* **EXTRACTED TEXT**
On Wed, May 19, 2021 at 4:47 AM Adrian Farrel <adr...@olddog.co.uk> wrote:

> Hi Warren,
>
> Thanks for this. I'll try to unpick it.
>
> > DISCUSS:
> > ---------------------------------------------------------------
> >
> > I hope that I'm just misunderstanding something obvious, but I strongly
> support
> > John's DISCUSS
>
> So far, so good: we are in discussions with John and believe we will reach
> a resolution that satisfies him.
>
> > when SR was "approved" it was with the understanding that it
> > would only be used within "real" limited domains, and would never be sent
> > outside of closed/limited network.
>
> I fear that there may have been some slipperiness in the discussion that
> led to this understanding.
> I recall pushing back quite a bit on the definition of "SR domain" as it
> appeared in 8402 during IETF last call. But I didn't see a lot of support
> for my view and concluded I was in the rough.
>
> He definition we ended up with specifically allows for tunnelling of SR
> over non-SR parts of the network.


I suspect that part of this is this comes in the use of the term "tunnel"



> And, indeed, the nature of SRv6 is that packets containing the SRH may be
> forwarded "transparently" by non-SR IPv6 routers. The domain is, therefore,
> defined as the collection of interconnected SR-capable nodes. We ended up
> with:
>
>    Segment Routing domain (SR domain): the set of nodes participating in
>    the source-based routing model.  These nodes may be connected to the
>    same physical infrastructure (e.g., a Service Provider's network).
>    They may as well be remotely connected to each other (e.g., an
>    enterprise VPN or an overlay).
>
>
I read "same physical infrastructure (e.g., a Service Provider's network)."
as something like an ISP network, operated by a single "operator"/entiy, so
the SR traffic stays within what would commonly be called a "network".
I read "remotely connected to each other (e.g., an enterprise VPN or an
overlay)." as something where a packet (SR or whatever) is encapsulated as
the payload of a new packet -- e.g a packet from my laptop on my enterprise
VPN is encapsulated in the new packet by the VPN widget/software, and
decapsulated by the other end.



> This may go against your expectations (it may even go against reasonable
> expectations), but it is what it is.
>
> In the light of this, and with the understanding of how overlays are built
> and used (especially for VPNs), we explicitly looked in this document to
> provide a simple way that SR-capable sites may be interconnected using a
> concatenation of tunnels between SR-capable nodes in the wider network.

* **DATASET EXCERPT**
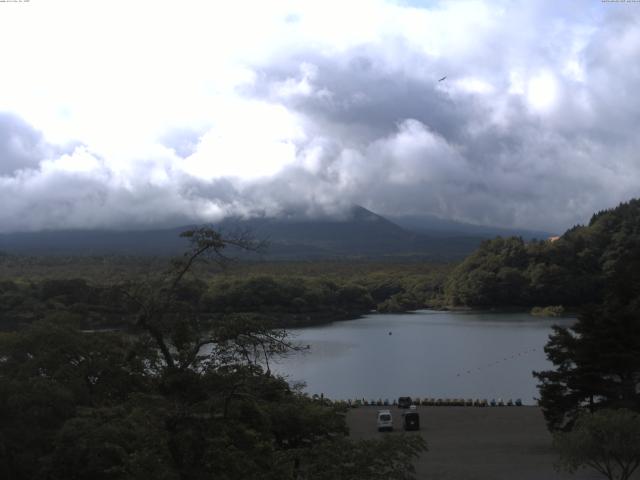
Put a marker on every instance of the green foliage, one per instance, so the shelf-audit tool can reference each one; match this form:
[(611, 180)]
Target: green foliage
[(184, 393), (607, 441), (572, 271), (597, 363)]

* **CHALLENGES**
(1) Give again the part of the email about the SR domain that lies between "as something like" and "what it is.", inclusive.
(2) List every person named in the email about the SR domain.
(3) Pick up the email about the SR domain after its last sentence and continue writing it.

* **RESULTS OF THE TASKS**
(1)
as something like an ISP network, operated by a single "operator"/entiy, so
the SR traffic stays within what would commonly be called a "network".
I read "remotely connected to each other (e.g., an enterprise VPN or an
overlay)." as something where a packet (SR or whatever) is encapsulated as
the payload of a new packet -- e.g a packet from my laptop on my enterprise
VPN is encapsulated in the new packet by the VPN widget/software, and
decapsulated by the other end.



> This may go against your expectations (it may even go against reasonable
> expectations), but it is what it is.

(2)
Adrian Farrel
Warren
John

(3)
Yup -- and I'm happy with this as a concatenation of actual tunnels (IPIP,
GRE, IPSEC, etc) - my concern comes in if this is used for "raw" SR traffic
(where the destination is an endpoint, and not a specific decapsulation
device). The document says: "The various ASes that provide connectivity
between the ingress and egress sites could each be constructed differently
and use different  technologies such as IP, MPLS with global table routing
native BGP to  the edge, MPLS IP VPN, SR-MPLS IP VPN, or SRv6 IP VPN." - if
this is actually a VPN style or real overlay, I'm fine, but this isn't
clear to me...


> As you'll see from the document, this doesn't involve any changes to SR,
> but does make use of SR's ability to use a SID to identify a node or a
> tunnel. Our only new stuff is to allow BGP to distribute information in a
> way that handles a site having multiple gateways and to cope with multiple
> possible paths between sites. If an ASBR (BGP peer) is unable to process
> the BGP extensions or is not SR-capable, it will not participate.
>
> > The document says: "The solution defined in this document can be seen in
> the
> > broader context of SR domain interconnection in
> > [I-D.farrel-spring-sr-domain-interconnect]. ", which says: " Traffic
> > originating in one SR domain often terminates in another SR domain, but
> must
> > transit a backbone network that provides interconnection between those
> > domains." -- is it unclear to me if this is really what is being
> proposed...
>
> Again (as per the many discussions during IESG review), s/domain/site/
> That was a bad mistake by the authors (who really love the use of the word
> 'domain' as applied in all of the TEAS work).
> To be clear, all interconnected SR sites form part of the same
> 8402-SR-domain.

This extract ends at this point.